## Selected excerpt
==============================

Owen Maroney
(1970?-)
Owen Maroney wrote his Ph. D. thesis at Birkbeck College London under
B. J. Hiley. Hiley was the chief collaborator of
David Bohm, since Bohm joined the Birkbeck faculty in the early 1950's. In 1993 Bohm and Hiley completed their important book,
The Undivided Universe, just before Bohm's death. It is a major defense of "Bohmian Mechanics," which combines contributions from Bohm,
Louis de Broglie, and
John Bell.
Maroney's thesis was titled "
Information and Entropy in Quantum Theory."
Maroney authored the 2009 Stanford Encyclopedia of Philosophy article "
Information Processing and Thermodynamic Entropy." It includes an excellent review of Maxwell's Demon, as critically examined by
Leo Szilard,
Leon Brillouin, and then by
Rolf Landauer and his younger colleague
Charles Bennett.
Landauer extended the ideas of
John von Neumann and Szilard, who, along with many other physicists (e.g.,
Jerome Rothstein), had connected a
physical measurement with thermodynamical
irreversibility, that is to say a dissipation of available (free) energy and an increase in entropy. To acquire a single bit of information would require at least
kT of available (free ) energy (k of negative entropy), and of course far far more if it is being done on an actual computer.

==============================

## What you need to do
**A.** From the Owen Maroney profile, extract the passage between "Maroney's thesis was" and "Charles Bennett.", inclusive.
**B.** Answer these questions using the Owen Maroney profile:
(i) At which college did Maroney write his Ph.D. thesis?
(ii) In what year did Bohm and Hiley complete The Undivided Universe?
(iii) What is the title of the 2009 Stanford Encyclopedia of Philosophy article that Maroney authored?
**C.** Continue the Owen Maroney profile from its final sentence.
You won't need the material that comes after the Owen Maroney profile.

==============================

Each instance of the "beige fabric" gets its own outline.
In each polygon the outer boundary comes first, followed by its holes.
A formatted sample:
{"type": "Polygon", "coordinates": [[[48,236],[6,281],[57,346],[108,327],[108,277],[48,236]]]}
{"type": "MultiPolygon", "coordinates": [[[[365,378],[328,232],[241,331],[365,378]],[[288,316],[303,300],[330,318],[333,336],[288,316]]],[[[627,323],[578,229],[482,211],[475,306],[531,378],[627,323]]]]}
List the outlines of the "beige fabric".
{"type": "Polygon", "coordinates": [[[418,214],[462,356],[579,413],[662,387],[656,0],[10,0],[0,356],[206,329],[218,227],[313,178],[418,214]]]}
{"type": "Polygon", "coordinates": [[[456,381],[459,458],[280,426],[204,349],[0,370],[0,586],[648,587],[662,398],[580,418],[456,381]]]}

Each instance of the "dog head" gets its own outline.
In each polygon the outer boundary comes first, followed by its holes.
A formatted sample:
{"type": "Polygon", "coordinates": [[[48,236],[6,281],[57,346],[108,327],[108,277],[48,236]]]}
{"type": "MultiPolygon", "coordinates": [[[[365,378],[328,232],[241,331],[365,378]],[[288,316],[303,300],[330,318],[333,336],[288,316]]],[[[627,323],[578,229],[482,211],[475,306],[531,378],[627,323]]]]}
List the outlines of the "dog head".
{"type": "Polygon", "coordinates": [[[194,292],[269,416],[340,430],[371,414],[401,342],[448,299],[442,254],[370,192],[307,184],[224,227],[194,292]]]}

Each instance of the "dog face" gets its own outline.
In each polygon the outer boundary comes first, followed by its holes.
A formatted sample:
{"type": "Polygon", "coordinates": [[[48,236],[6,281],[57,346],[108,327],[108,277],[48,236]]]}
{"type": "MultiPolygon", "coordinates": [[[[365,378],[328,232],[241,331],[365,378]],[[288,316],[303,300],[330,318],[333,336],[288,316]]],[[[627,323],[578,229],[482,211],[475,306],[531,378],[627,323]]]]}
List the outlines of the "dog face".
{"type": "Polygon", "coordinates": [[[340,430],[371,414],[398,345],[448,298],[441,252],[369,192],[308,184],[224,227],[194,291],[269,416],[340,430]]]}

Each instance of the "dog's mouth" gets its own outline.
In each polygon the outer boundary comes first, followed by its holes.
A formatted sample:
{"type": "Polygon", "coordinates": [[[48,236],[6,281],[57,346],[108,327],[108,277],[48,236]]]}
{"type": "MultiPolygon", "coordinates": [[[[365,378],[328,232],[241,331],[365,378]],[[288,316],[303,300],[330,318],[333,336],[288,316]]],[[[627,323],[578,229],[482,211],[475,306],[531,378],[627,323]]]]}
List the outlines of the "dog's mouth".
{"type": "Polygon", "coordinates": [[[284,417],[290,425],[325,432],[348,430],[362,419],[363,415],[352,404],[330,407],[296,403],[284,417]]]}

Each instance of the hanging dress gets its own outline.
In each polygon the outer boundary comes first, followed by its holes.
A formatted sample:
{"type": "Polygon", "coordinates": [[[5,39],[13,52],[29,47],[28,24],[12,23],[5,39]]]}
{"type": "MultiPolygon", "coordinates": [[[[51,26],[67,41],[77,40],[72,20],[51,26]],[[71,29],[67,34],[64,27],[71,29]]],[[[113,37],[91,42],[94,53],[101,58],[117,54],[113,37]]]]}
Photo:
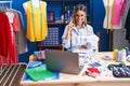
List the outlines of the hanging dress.
{"type": "Polygon", "coordinates": [[[47,3],[39,1],[39,8],[27,2],[27,39],[30,42],[43,41],[48,35],[47,3]]]}

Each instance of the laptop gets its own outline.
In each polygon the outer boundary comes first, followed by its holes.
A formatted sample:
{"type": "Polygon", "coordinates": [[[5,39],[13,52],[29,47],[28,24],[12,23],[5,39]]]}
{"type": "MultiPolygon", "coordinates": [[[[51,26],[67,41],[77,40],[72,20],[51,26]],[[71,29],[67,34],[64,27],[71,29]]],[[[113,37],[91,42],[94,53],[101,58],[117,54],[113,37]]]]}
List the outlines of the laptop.
{"type": "Polygon", "coordinates": [[[79,66],[78,53],[44,49],[44,55],[47,69],[50,71],[79,74],[83,68],[79,66]]]}

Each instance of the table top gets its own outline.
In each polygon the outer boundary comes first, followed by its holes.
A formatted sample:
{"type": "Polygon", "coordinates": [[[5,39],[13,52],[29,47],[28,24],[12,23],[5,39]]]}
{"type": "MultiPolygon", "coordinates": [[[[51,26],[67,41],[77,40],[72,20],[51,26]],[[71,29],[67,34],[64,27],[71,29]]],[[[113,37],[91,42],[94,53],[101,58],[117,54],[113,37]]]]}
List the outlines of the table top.
{"type": "MultiPolygon", "coordinates": [[[[93,54],[93,58],[102,58],[103,56],[113,56],[112,52],[99,52],[96,54],[93,54]]],[[[109,63],[119,63],[116,62],[115,60],[105,60],[105,66],[109,63]]],[[[130,62],[126,62],[126,64],[130,64],[130,62]]],[[[60,78],[58,80],[52,80],[52,81],[38,81],[38,82],[32,82],[32,81],[21,81],[22,85],[31,85],[31,84],[65,84],[65,83],[93,83],[93,82],[130,82],[130,78],[123,77],[123,78],[118,78],[114,76],[103,76],[100,75],[98,77],[91,77],[86,75],[86,69],[88,64],[84,64],[84,68],[81,70],[81,72],[78,75],[75,74],[67,74],[67,73],[60,73],[60,78]]]]}

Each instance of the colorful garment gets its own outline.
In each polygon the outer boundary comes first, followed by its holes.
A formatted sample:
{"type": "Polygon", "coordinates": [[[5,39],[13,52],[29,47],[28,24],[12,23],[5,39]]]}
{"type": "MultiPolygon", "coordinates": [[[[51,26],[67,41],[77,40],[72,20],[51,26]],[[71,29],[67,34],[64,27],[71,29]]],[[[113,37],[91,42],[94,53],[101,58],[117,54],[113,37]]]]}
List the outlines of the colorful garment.
{"type": "Polygon", "coordinates": [[[27,2],[27,39],[30,42],[42,41],[48,35],[47,3],[40,1],[39,5],[36,8],[31,1],[27,2]]]}

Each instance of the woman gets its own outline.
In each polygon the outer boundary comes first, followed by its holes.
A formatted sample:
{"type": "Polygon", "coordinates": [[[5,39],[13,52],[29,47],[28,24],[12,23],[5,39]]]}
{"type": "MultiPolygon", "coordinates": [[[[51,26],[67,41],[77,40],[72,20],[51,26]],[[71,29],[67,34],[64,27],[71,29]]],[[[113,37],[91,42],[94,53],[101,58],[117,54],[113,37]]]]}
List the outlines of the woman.
{"type": "Polygon", "coordinates": [[[87,8],[83,4],[77,4],[63,33],[63,46],[68,51],[87,49],[89,44],[81,42],[81,39],[88,34],[94,33],[93,28],[87,24],[87,8]]]}

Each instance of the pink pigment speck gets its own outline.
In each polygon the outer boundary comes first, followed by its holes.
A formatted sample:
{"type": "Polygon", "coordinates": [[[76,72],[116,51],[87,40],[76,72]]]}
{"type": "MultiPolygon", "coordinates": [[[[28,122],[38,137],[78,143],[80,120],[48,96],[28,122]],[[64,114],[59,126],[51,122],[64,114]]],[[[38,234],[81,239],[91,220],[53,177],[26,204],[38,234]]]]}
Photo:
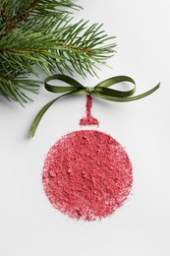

==============================

## Results in order
**A.**
Maroney's thesis was titled "
Information and Entropy in Quantum Theory."
Maroney authored the 2009 Stanford Encyclopedia of Philosophy article "
Information Processing and Thermodynamic Entropy." It includes an excellent review of Maxwell's Demon, as critically examined by
Leo Szilard,
Leon Brillouin, and then by
Rolf Landauer and his younger colleague
Charles Bennett.

**B.**
(i) Birkbeck College London
(ii) 1993
(iii) "Information Processing and Thermodynamic Entropy"

**C.**
Landauer had begun research into the idea of "logically reversible" computing with a
1961 article for the IBM Journal.
Maroney points out that reversing a NOT gate is easily logically reversible, because there is a one-to-on relationship between inputs and output. A triple AND gate is not even logically reversible, since multiple possible inputs produce the same output. Unless all those states are saved somewhere, there is no going back.
The desire for logical reversibility is closely related to the idea of
physical reversibility, which in turn is based on the idea that the fundamental equations of physics are time reversible, notably the non-relativistic Schrödinger equation and the unitary transformations of quantum field theory.
Behind this is the
belief in
determinism, an idea that
Ludwig Boltzmann, his colleague
Franz Exner and even the young
Erwin Schrödinger said "goes beyond experience."
Determinism as a
theory can only be established on the basis of
experiments, which are always
statistical. Determinism remains a quasi-religious
belief.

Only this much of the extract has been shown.